### Brief
Reproduce word for word the lines of the records from the line containing "Where would you say the white pickup" through the line containing "[198,147,414,204]", including both of those lines.

Records from a collection
++++++
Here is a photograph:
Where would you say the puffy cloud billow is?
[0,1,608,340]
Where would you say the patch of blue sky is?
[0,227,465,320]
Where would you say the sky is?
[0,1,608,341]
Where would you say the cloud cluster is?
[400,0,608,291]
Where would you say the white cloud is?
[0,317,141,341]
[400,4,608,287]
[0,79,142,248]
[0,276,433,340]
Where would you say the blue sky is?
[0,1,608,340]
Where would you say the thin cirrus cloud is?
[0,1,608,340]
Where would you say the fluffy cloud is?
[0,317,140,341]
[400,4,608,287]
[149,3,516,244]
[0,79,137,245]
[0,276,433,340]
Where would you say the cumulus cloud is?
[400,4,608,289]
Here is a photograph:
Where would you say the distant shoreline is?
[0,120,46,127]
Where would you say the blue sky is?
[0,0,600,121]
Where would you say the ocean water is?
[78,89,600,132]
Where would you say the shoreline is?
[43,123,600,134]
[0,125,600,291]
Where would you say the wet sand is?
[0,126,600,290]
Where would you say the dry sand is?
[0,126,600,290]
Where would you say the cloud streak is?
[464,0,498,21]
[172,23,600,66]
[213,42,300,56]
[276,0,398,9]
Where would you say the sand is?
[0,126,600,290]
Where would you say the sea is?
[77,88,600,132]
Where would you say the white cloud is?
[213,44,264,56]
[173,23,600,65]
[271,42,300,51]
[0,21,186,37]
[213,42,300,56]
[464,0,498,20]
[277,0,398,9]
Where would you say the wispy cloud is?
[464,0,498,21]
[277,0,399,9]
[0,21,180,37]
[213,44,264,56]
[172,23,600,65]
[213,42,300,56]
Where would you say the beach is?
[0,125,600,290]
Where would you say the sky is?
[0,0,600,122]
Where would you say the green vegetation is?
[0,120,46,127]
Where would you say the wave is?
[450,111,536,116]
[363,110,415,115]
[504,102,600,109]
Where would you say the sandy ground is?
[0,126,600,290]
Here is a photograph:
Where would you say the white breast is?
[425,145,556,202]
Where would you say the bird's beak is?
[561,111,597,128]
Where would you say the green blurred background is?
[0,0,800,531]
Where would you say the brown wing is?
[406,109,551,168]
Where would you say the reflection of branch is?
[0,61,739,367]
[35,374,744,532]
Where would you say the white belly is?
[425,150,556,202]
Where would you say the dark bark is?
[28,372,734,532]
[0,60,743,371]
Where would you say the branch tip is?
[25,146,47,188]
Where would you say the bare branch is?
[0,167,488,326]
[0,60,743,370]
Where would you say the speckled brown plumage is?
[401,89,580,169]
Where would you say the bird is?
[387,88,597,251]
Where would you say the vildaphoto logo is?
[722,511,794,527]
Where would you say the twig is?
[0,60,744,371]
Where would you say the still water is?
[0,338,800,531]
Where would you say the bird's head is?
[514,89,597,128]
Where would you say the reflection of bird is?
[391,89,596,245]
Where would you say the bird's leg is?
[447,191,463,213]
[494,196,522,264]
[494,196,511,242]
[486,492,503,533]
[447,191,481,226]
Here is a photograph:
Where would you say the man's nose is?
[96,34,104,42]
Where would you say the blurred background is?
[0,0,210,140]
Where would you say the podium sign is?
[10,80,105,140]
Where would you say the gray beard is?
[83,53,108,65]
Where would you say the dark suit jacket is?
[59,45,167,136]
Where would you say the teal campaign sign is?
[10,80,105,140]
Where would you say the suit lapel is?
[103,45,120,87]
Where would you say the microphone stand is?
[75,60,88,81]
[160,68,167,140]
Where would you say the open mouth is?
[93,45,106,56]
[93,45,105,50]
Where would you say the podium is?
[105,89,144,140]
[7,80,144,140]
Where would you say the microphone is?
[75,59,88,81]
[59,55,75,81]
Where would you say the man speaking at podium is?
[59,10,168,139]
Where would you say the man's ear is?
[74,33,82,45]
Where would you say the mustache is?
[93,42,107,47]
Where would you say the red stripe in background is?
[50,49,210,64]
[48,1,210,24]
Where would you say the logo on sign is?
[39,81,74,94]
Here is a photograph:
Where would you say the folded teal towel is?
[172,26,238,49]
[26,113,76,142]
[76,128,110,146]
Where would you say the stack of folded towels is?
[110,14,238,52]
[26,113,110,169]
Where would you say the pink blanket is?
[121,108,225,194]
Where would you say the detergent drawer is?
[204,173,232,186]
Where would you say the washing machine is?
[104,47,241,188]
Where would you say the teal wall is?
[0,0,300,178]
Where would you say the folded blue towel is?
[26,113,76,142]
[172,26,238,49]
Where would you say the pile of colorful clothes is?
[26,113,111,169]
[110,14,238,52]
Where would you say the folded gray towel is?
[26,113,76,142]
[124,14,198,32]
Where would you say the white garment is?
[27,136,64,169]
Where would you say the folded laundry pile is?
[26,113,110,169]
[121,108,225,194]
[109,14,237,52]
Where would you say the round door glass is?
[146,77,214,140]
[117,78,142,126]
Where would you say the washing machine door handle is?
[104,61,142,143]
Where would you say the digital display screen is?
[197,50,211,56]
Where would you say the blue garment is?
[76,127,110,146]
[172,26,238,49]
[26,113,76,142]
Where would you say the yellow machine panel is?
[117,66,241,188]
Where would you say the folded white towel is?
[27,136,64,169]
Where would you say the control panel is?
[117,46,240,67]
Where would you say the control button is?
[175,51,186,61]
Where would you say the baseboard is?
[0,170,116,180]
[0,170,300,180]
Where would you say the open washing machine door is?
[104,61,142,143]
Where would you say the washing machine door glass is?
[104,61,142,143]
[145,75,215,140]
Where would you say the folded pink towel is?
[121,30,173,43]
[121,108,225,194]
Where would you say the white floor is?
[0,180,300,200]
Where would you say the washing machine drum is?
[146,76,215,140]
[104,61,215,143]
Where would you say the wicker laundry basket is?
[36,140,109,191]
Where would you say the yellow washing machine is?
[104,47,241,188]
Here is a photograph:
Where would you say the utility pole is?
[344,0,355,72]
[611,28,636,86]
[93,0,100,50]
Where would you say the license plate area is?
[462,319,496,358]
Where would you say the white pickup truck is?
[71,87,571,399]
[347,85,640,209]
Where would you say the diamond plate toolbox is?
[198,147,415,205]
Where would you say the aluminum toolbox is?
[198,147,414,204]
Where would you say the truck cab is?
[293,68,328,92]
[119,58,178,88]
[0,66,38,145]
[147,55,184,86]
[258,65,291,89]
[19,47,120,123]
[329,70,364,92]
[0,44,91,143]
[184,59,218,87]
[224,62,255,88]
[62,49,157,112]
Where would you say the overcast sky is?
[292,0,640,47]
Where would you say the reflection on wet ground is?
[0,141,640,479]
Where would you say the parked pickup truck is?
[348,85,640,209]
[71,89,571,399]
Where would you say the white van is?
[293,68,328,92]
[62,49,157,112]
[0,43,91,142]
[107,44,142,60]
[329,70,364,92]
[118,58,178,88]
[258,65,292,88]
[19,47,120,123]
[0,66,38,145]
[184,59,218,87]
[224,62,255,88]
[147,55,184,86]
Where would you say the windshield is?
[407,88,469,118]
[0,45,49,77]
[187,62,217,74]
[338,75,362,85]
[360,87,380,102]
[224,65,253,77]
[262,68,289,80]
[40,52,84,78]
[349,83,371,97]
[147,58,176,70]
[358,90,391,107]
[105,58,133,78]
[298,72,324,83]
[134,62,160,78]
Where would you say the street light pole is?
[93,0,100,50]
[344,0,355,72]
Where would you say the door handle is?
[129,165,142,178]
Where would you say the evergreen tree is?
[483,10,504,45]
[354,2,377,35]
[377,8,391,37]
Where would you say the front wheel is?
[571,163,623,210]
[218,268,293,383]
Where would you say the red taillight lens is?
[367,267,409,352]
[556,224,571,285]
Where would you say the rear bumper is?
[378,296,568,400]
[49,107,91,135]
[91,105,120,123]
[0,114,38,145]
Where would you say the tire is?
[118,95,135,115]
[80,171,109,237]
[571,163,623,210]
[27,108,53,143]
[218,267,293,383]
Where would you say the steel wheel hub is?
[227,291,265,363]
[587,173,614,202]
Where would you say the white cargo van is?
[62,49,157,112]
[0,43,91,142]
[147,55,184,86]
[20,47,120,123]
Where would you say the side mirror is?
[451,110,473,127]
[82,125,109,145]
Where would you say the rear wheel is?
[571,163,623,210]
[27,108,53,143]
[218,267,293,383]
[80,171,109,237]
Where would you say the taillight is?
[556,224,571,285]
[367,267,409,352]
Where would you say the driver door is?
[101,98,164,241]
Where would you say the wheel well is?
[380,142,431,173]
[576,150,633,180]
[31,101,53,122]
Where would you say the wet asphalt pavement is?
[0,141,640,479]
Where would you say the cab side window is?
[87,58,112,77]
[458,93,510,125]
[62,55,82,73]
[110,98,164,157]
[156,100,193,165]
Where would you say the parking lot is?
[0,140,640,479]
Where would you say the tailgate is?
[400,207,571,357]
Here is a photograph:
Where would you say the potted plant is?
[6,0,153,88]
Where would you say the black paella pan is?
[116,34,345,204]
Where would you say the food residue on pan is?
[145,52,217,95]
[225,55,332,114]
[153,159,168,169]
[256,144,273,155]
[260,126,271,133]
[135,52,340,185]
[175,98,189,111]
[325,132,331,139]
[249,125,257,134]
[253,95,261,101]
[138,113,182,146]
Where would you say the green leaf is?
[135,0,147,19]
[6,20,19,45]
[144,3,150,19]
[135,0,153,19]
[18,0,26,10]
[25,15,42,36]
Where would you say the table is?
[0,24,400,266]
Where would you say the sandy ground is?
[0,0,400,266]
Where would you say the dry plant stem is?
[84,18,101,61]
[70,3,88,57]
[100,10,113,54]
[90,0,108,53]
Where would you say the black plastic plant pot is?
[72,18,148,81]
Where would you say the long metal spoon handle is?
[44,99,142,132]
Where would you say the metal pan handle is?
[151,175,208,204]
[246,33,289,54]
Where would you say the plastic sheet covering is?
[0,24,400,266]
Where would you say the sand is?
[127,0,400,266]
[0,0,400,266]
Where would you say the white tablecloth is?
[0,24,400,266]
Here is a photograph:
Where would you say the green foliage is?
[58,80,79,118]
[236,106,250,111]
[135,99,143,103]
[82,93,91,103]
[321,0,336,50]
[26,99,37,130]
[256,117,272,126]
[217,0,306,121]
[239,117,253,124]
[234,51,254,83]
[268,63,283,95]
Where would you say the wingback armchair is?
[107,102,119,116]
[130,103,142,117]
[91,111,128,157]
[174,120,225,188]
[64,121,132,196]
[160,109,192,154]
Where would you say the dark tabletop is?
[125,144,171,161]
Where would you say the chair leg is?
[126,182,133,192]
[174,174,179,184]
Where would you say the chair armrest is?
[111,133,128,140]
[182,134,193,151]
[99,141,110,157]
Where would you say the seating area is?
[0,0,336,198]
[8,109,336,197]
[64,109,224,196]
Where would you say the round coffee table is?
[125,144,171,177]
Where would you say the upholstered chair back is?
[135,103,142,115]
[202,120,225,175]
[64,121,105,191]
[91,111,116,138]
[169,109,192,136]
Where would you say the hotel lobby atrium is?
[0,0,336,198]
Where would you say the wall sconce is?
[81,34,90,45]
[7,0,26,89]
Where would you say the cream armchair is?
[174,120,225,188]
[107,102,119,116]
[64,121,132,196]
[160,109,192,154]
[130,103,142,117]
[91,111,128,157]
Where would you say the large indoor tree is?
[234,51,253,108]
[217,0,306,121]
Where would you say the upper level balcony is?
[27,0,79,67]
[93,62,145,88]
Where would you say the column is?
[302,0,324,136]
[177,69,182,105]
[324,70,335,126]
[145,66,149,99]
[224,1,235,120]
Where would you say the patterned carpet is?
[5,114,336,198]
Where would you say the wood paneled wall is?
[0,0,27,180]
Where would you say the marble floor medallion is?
++++++
### Written response
Where would you say the white pickup truck is?
[71,87,571,399]
[347,85,640,209]
Where would you say the diamond plate toolbox is?
[198,147,415,205]
Where would you say the aluminum toolbox is?
[198,147,414,204]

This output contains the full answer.